*EXERCISE DIRECTIONS*. Beginning with the line in which "Note: indicate every instance of the water" appears, transcribe each line word for word until the records end. Do not include pictures.

Stored dataset items
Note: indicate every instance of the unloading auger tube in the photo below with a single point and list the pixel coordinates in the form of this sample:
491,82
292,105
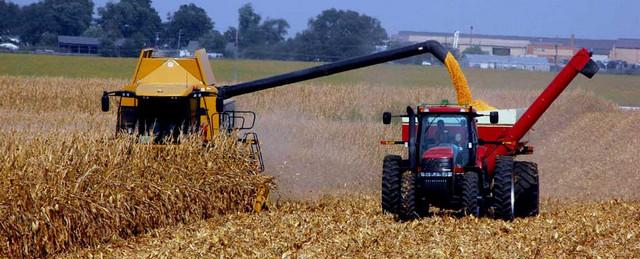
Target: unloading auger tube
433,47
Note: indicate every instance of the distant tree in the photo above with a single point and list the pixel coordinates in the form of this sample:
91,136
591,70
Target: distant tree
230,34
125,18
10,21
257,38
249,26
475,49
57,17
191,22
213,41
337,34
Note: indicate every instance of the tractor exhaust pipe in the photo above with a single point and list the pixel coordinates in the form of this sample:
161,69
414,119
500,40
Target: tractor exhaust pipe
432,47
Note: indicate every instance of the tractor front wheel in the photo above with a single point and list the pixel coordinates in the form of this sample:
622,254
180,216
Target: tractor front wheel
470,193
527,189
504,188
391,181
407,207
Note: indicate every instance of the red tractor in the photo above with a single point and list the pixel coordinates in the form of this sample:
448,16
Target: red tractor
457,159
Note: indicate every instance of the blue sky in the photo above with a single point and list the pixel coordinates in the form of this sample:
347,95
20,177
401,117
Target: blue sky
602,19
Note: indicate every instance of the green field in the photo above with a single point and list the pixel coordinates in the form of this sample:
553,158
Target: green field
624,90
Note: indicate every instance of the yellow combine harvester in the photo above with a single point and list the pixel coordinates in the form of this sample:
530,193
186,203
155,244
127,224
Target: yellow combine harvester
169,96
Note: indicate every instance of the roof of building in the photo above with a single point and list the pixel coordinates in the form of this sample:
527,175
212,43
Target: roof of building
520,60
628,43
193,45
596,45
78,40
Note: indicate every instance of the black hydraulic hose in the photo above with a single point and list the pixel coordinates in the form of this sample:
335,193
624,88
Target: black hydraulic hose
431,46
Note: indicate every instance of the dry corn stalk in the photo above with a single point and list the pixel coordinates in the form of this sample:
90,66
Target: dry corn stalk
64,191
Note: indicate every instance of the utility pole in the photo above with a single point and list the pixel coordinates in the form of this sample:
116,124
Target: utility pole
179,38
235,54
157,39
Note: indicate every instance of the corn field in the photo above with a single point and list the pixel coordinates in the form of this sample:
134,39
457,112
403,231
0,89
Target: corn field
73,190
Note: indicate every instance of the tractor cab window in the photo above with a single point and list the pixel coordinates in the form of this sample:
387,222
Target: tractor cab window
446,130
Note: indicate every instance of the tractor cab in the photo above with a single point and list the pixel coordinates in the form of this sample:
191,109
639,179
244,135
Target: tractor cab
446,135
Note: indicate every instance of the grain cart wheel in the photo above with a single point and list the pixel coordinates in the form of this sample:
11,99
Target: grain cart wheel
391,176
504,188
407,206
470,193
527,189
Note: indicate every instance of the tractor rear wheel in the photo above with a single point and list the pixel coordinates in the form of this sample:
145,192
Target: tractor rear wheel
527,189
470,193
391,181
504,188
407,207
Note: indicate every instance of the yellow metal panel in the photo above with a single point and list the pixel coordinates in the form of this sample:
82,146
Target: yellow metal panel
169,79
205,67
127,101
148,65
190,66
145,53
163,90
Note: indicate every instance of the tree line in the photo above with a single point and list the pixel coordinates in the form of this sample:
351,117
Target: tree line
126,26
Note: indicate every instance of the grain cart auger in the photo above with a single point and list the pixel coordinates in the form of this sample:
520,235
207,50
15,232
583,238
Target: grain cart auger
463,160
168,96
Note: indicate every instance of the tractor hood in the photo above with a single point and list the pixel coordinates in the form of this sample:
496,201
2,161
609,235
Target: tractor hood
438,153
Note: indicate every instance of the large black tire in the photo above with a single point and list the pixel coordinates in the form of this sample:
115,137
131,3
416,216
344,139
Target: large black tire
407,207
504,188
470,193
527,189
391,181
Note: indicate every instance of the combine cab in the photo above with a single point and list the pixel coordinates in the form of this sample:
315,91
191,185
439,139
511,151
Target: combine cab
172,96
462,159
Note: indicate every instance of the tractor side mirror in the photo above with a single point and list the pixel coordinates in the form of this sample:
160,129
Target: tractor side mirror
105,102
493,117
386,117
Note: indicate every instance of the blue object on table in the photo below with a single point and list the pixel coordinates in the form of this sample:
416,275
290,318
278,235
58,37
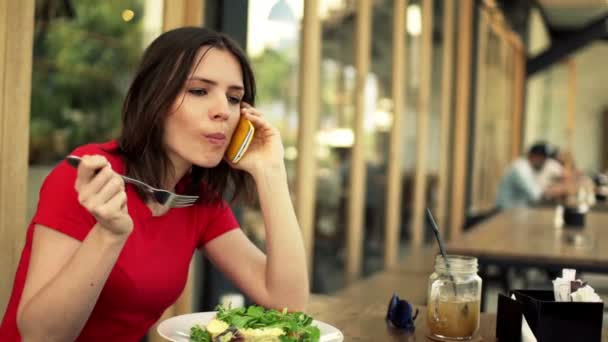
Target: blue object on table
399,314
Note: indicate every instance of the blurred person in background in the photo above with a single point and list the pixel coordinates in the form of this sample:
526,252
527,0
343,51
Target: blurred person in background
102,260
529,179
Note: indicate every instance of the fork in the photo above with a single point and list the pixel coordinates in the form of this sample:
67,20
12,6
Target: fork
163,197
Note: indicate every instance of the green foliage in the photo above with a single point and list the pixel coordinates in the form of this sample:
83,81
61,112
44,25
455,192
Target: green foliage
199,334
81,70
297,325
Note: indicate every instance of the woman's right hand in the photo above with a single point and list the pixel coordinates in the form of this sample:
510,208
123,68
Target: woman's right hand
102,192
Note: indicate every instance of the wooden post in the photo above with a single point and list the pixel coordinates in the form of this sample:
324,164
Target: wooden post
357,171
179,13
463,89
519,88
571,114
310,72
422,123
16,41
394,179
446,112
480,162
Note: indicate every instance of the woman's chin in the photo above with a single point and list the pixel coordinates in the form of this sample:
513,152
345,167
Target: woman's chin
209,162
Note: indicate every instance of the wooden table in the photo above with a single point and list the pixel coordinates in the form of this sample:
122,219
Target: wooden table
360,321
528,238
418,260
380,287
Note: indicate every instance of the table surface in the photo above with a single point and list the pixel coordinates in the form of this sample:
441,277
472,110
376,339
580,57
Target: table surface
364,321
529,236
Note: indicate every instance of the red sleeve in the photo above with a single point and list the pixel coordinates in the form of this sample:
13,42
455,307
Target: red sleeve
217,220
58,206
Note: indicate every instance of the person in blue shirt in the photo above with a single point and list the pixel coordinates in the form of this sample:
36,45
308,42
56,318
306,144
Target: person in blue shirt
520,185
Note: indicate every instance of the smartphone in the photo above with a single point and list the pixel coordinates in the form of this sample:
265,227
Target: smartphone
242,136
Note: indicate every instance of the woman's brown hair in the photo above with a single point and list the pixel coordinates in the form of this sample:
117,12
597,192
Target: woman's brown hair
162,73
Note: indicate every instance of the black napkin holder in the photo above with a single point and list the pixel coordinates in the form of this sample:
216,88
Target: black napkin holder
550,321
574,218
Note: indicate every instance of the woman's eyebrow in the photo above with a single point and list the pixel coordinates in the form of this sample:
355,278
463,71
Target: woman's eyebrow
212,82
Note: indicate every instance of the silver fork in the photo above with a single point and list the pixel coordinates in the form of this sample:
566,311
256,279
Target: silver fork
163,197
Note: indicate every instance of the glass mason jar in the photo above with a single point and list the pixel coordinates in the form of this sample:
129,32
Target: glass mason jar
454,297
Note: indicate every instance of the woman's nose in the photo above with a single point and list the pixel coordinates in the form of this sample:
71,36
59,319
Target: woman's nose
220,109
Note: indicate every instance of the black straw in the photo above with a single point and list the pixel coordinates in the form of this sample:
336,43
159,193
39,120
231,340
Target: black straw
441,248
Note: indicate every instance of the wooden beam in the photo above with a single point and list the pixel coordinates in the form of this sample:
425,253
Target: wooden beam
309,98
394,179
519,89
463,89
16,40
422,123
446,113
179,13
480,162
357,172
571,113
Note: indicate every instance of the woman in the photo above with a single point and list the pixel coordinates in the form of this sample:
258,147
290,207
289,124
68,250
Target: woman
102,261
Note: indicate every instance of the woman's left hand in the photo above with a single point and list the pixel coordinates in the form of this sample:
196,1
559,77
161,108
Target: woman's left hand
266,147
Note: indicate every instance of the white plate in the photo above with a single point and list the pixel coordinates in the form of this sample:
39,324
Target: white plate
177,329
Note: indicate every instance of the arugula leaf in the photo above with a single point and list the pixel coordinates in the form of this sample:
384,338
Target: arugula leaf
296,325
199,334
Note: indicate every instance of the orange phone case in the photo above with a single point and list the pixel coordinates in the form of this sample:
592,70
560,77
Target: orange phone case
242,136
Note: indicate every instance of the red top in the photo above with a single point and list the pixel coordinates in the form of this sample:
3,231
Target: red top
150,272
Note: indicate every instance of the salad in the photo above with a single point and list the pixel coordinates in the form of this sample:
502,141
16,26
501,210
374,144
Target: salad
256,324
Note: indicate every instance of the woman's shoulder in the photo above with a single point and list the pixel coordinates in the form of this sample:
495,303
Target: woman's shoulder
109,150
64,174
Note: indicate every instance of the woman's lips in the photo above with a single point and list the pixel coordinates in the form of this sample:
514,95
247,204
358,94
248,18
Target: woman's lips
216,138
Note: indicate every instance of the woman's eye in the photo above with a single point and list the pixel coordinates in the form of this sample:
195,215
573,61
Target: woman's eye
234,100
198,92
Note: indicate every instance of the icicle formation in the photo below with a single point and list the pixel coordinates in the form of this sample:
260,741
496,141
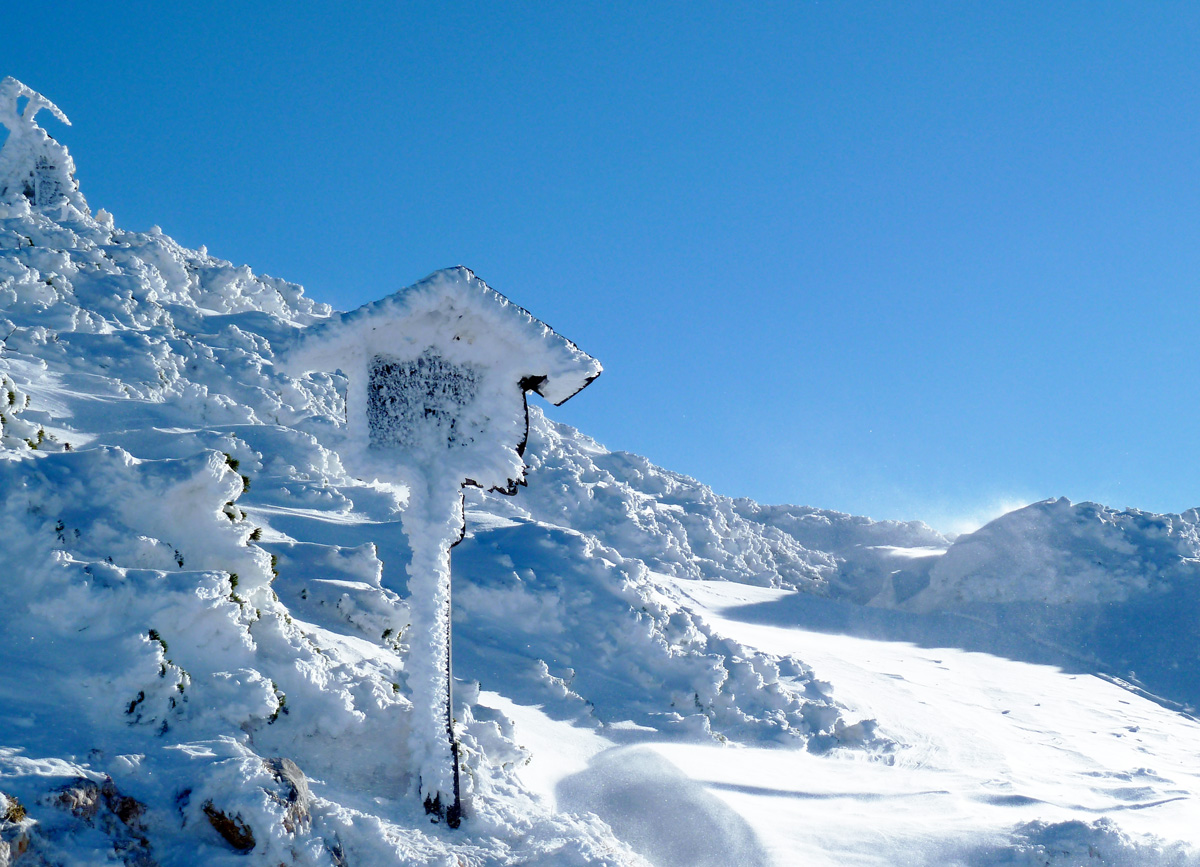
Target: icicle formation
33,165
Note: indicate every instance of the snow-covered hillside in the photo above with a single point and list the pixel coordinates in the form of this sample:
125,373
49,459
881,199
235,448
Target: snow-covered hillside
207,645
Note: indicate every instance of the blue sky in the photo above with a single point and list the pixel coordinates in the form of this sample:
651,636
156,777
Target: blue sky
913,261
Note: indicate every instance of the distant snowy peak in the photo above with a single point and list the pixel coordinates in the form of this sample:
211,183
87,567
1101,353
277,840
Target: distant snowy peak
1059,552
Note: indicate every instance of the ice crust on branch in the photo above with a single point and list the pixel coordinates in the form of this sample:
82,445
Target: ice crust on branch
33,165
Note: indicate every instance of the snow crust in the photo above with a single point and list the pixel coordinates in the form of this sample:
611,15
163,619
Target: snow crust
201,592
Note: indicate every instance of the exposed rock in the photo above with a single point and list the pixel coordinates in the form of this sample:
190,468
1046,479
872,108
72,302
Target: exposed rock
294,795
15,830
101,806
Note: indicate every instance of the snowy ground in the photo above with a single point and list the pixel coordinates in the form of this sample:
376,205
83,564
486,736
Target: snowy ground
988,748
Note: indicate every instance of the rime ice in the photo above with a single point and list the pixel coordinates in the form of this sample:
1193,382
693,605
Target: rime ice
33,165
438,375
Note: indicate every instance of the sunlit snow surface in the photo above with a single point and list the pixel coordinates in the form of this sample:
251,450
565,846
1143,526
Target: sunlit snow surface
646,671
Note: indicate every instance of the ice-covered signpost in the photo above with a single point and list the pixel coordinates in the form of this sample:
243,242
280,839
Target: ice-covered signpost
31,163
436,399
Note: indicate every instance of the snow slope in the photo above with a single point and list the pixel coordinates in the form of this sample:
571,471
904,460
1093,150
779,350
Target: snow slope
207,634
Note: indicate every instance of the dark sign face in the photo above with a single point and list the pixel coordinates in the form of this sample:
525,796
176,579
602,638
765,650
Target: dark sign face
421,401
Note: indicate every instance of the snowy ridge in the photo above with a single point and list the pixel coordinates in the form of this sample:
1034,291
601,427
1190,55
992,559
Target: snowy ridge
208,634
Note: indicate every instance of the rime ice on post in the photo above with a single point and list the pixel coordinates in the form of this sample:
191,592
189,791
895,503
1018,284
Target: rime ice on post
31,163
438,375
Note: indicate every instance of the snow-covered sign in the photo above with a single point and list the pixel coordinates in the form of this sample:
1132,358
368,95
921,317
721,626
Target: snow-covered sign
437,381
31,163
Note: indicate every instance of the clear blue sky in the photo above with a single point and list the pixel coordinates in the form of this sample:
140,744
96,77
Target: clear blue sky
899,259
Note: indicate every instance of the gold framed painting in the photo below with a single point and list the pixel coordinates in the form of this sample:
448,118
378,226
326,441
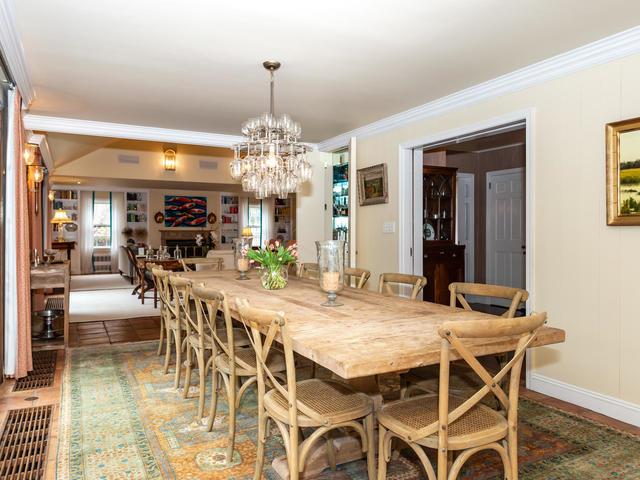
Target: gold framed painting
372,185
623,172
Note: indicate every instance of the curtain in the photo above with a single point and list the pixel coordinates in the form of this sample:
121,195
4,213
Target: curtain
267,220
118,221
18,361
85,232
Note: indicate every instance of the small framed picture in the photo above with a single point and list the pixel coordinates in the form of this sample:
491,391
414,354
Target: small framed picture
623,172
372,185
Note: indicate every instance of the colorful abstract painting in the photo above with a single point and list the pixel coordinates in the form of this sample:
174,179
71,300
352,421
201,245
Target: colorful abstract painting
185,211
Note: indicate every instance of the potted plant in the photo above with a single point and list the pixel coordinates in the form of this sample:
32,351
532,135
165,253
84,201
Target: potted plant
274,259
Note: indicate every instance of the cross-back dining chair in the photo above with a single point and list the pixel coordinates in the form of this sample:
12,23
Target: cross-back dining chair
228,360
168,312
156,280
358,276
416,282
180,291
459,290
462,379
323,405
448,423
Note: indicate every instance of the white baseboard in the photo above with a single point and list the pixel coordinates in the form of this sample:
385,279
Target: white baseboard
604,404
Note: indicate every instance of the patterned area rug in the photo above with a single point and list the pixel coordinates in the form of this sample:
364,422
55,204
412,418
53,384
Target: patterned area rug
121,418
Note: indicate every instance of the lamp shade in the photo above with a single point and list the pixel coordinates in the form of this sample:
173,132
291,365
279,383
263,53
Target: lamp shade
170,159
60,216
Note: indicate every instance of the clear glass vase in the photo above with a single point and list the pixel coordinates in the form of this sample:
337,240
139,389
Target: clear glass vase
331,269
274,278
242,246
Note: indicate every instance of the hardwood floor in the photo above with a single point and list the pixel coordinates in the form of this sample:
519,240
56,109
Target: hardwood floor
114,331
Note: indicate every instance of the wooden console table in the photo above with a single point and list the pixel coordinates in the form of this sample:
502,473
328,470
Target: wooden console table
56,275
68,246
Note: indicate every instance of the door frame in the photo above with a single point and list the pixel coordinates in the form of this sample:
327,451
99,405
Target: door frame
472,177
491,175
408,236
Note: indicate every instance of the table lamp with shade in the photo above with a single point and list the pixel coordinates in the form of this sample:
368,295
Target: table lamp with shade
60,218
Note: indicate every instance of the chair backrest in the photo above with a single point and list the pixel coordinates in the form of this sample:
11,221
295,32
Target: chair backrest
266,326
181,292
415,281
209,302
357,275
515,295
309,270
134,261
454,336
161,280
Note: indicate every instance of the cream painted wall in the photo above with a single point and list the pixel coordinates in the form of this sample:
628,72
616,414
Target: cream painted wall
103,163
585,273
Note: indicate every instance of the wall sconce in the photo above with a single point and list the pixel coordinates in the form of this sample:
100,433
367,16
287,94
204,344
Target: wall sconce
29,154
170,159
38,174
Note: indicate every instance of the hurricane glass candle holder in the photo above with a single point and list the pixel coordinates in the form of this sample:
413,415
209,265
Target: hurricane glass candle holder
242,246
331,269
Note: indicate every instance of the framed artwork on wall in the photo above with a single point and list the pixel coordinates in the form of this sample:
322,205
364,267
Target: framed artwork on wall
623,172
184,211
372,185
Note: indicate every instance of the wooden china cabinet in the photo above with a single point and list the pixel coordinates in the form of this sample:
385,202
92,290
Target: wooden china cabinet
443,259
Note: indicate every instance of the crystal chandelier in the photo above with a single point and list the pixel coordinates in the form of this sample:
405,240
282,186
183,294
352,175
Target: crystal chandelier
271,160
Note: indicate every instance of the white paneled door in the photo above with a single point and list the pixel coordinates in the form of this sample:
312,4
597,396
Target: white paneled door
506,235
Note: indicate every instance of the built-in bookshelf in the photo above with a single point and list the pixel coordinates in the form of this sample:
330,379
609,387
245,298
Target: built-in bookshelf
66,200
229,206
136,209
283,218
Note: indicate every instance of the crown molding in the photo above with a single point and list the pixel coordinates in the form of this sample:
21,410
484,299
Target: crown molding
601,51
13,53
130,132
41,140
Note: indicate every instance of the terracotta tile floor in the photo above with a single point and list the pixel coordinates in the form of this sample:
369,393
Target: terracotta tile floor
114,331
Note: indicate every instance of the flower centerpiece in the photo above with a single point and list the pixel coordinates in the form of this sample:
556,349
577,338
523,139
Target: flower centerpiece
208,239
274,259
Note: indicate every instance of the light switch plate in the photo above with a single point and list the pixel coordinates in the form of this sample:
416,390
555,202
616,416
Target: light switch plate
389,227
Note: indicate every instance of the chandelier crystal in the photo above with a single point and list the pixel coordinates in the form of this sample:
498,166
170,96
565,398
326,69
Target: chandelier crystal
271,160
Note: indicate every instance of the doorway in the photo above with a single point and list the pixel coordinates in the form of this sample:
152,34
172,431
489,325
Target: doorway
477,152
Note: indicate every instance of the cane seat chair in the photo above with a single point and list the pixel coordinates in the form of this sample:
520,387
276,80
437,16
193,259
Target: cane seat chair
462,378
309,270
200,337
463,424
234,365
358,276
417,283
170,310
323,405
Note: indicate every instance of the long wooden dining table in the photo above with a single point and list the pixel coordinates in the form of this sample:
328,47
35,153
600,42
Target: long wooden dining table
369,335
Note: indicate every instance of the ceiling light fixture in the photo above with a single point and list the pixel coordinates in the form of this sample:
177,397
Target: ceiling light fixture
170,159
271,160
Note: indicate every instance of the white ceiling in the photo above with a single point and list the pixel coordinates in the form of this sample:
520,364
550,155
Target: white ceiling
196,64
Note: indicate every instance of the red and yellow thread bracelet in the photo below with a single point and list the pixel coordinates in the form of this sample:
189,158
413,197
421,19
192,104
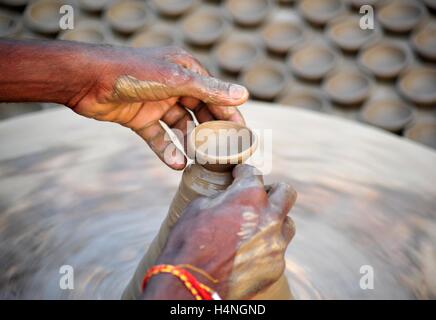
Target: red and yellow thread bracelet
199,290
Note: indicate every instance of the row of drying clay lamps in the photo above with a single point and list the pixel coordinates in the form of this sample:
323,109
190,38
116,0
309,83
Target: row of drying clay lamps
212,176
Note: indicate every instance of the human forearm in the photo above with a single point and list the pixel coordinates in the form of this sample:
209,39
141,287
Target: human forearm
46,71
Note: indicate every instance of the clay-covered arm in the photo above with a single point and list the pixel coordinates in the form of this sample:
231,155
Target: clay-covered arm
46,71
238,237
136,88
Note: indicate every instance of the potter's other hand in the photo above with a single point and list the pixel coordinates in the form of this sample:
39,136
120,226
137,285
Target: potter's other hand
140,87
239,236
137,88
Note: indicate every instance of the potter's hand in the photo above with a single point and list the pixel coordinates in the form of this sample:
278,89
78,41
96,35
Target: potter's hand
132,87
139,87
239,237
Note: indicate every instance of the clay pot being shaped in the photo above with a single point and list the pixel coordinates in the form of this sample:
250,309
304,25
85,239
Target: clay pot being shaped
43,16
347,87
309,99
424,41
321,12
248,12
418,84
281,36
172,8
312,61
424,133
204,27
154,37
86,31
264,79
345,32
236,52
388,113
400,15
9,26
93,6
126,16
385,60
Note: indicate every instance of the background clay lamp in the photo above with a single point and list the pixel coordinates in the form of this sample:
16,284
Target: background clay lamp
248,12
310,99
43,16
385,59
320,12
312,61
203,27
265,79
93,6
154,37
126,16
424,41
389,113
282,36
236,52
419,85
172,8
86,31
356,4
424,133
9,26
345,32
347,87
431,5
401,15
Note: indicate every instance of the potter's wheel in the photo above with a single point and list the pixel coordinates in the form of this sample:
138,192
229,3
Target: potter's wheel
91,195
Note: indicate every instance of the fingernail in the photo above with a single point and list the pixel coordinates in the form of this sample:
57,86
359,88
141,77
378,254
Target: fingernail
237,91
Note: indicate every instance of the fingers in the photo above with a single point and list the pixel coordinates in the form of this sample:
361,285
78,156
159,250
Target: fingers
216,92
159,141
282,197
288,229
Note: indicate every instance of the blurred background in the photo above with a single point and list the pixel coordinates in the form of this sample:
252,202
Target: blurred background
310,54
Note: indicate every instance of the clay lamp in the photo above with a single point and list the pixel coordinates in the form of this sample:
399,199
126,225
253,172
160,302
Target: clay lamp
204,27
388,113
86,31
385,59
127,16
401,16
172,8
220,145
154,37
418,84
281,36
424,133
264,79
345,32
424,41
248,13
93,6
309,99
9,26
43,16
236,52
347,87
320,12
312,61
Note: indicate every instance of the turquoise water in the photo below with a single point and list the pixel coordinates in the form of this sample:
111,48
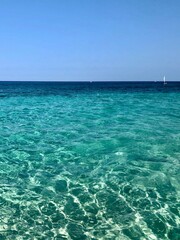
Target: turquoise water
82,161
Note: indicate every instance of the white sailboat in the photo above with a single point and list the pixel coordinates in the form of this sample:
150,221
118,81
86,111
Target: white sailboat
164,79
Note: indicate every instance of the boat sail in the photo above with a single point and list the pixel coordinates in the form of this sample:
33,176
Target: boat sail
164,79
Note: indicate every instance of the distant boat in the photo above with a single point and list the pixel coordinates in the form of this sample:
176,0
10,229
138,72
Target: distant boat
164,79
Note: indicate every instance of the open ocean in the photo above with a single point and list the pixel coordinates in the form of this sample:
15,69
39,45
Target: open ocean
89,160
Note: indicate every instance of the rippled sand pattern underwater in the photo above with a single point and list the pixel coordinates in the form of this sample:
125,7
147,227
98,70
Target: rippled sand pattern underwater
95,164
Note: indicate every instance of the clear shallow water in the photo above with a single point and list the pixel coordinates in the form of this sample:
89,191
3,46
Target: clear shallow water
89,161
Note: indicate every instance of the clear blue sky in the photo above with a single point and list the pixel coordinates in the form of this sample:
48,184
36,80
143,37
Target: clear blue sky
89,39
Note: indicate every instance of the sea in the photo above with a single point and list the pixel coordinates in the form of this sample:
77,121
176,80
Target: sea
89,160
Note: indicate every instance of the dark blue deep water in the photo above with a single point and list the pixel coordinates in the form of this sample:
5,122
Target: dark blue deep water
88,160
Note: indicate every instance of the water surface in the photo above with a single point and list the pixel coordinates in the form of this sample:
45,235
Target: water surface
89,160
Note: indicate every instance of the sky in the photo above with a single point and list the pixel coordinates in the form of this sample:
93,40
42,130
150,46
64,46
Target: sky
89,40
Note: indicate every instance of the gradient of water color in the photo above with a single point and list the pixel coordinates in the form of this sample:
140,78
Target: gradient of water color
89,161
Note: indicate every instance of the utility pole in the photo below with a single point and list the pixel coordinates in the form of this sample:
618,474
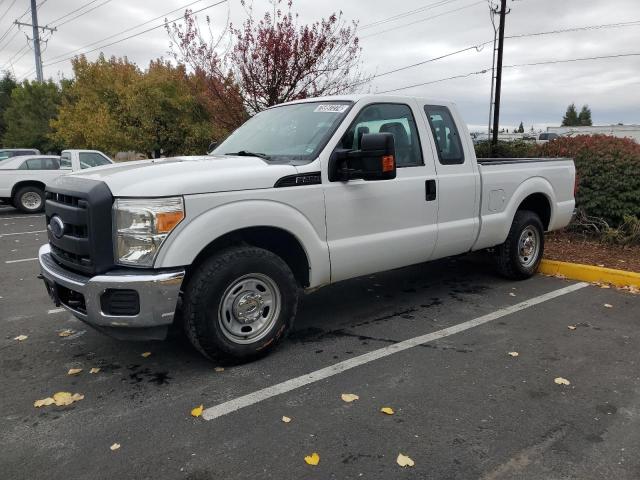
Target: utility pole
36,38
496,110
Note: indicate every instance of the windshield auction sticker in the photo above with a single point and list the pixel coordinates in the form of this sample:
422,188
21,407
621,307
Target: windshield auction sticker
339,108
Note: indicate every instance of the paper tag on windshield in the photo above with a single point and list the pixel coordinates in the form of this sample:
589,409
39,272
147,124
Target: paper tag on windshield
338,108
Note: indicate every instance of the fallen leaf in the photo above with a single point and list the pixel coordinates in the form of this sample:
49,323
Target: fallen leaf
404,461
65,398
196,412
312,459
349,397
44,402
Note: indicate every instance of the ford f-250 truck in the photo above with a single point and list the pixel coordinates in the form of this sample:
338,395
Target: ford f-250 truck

*OUTPUT OF THE EXERCISE*.
Note: indicate every instance of the water surface in the photo above with a single point and list the pixel coordinates in the form of this sample:
45,235
Target: water surface
89,160
Note: indicate every instance of the sky in the photo above with a single point and list the pixel coordinates in the form of this sample:
93,40
42,130
150,46
64,46
Target: sky
89,40
Note: indicate every instance of the gradient of water color in the photo above with a single point and list the pixel coordinates in the form of this sample:
140,78
Target: gradient of water color
89,161
Note: indicate every instance of the utility pole in the photo below with a single point and list the pixel coordinates in the form of this sample:
618,474
Target: utility pole
36,38
496,110
Note: indicate every instance of the windshield auction sticker in the photo above with a single point and list the pixel coordinates in the form of this sample:
422,188
21,407
621,307
Target: windshield auction sticker
339,108
Note: indicate every instance of the paper tag on windshield in the photo above with a single point and list the pixel coordinates in the form of this sample:
589,409
39,272
147,124
Target: paper tag on windshield
338,108
Note: indicate every instance of the fallen leaf in the photo above with a single point and list the pixel coordinates in the form of this sample:
49,323
Target: fallen leaf
404,461
65,398
196,412
312,459
349,397
44,402
Note: indicate every instance of the ford f-250 truck in the photo above with a single point and list the pixel coordinates in the form of this sample:
338,395
Target: ford f-250 truck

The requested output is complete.